─── RECORDS PROVIDED ───

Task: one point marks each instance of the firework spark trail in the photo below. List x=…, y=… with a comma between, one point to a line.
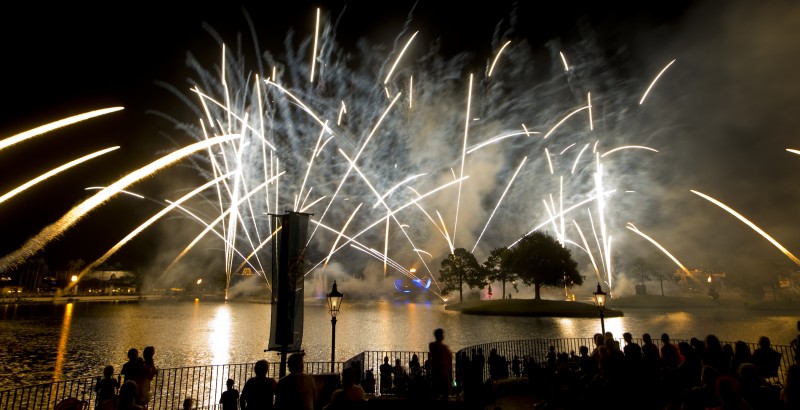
x=628, y=147
x=558, y=124
x=399, y=57
x=314, y=154
x=7, y=142
x=350, y=168
x=750, y=224
x=69, y=219
x=586, y=244
x=601, y=206
x=150, y=221
x=242, y=120
x=245, y=259
x=578, y=158
x=314, y=54
x=341, y=232
x=654, y=82
x=10, y=194
x=463, y=154
x=398, y=185
x=394, y=211
x=597, y=241
x=353, y=242
x=220, y=218
x=417, y=137
x=499, y=201
x=551, y=213
x=388, y=209
x=570, y=209
x=500, y=138
x=658, y=245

───

### THE EXERCISE
Copy every record character for character. Skip the pictures.

### SOLUTION TO THIS TASK
Task: one point marks each instance of the firework spark trail in the photo below. List x=…, y=… with a comma between, one point to a line.
x=628, y=147
x=558, y=124
x=399, y=57
x=314, y=154
x=7, y=142
x=350, y=168
x=750, y=224
x=69, y=219
x=586, y=244
x=601, y=206
x=150, y=221
x=242, y=120
x=245, y=259
x=578, y=158
x=314, y=54
x=341, y=232
x=654, y=82
x=10, y=194
x=463, y=154
x=398, y=185
x=394, y=211
x=597, y=241
x=353, y=242
x=220, y=218
x=417, y=137
x=499, y=201
x=551, y=213
x=388, y=209
x=570, y=209
x=500, y=138
x=658, y=245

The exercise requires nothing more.